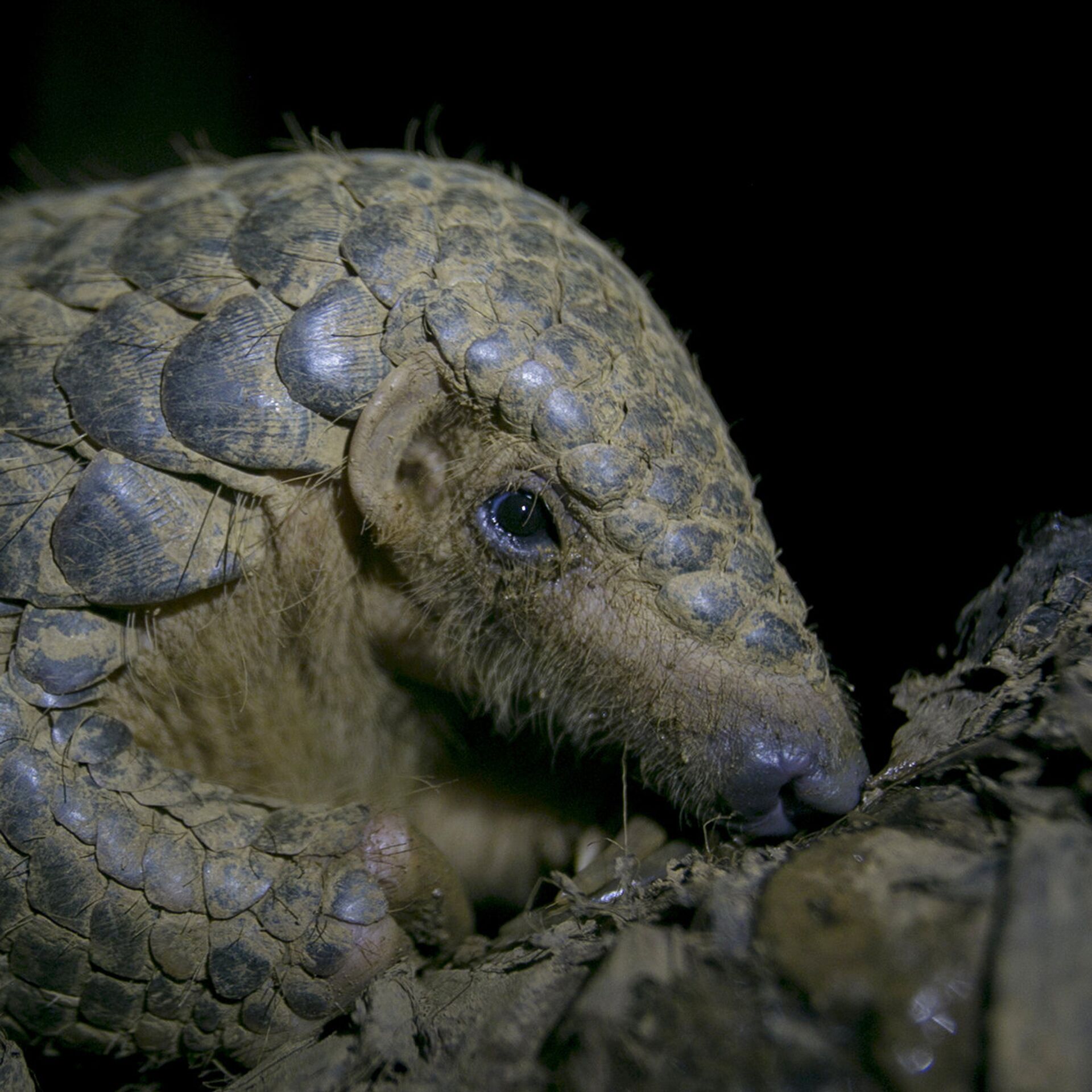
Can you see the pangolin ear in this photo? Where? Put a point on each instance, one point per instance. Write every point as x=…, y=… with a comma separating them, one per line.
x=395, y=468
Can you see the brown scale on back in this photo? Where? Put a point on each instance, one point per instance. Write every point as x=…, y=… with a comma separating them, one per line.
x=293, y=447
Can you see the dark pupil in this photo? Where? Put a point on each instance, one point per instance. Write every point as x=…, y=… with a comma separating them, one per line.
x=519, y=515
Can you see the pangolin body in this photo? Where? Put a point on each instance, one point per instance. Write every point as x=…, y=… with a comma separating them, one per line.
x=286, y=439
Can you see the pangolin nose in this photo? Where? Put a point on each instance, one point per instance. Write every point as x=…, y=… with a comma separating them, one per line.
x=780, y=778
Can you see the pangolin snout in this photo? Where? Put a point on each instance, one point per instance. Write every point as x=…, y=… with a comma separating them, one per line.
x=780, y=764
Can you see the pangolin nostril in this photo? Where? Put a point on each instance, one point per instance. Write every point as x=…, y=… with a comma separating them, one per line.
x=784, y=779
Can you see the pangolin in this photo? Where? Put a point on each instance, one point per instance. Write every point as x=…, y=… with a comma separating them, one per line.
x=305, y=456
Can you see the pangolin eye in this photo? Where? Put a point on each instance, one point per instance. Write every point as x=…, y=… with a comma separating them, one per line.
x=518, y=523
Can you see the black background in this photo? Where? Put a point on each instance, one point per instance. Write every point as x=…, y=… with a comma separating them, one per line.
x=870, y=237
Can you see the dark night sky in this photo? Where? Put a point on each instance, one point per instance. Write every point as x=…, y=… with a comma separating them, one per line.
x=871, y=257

_____

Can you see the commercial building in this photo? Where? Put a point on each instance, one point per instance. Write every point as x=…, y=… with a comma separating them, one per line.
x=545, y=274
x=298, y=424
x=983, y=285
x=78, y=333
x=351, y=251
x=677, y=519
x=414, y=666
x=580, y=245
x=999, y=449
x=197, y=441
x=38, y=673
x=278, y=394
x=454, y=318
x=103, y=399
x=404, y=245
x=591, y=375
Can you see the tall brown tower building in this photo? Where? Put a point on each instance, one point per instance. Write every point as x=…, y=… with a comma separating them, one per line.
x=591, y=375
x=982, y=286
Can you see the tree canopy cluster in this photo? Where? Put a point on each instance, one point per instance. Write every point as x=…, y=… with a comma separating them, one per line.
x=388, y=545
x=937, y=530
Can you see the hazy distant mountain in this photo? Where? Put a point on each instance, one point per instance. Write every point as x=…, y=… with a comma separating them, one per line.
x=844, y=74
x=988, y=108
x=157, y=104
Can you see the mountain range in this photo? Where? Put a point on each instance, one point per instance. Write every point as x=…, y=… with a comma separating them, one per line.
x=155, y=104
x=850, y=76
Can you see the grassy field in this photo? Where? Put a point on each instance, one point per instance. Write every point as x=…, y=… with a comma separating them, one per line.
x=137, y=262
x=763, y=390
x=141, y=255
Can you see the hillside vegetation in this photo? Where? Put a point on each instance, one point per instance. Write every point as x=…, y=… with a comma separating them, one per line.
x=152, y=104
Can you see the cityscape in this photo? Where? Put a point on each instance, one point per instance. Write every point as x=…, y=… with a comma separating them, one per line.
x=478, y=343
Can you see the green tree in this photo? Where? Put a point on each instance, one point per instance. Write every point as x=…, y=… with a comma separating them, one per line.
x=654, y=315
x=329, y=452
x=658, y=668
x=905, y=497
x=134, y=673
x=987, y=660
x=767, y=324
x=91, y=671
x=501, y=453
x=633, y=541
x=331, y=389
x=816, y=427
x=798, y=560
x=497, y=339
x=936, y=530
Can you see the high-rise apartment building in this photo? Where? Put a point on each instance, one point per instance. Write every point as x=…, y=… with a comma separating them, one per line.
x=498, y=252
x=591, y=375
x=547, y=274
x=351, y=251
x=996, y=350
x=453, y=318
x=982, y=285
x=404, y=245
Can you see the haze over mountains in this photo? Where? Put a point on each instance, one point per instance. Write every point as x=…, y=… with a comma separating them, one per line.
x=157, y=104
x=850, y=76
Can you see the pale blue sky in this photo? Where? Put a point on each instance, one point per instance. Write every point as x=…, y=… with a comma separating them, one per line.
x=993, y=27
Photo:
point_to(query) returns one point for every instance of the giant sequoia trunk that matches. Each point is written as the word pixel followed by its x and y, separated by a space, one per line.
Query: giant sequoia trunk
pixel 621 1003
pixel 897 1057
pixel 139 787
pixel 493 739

_____

◆ 課題の内容
「Can you see the cityscape」を含む行から「x=478, y=343」を含む行までを両端も含めて書き出し、その中の「cityscape」を「skyline」に変えること。ほかの部分は一切変えない。

◆ 正解
Can you see the skyline in this photo? Where? Put a point on each instance, one point per instance. Write every point as x=…, y=… with a comma separating them, one per line.
x=478, y=343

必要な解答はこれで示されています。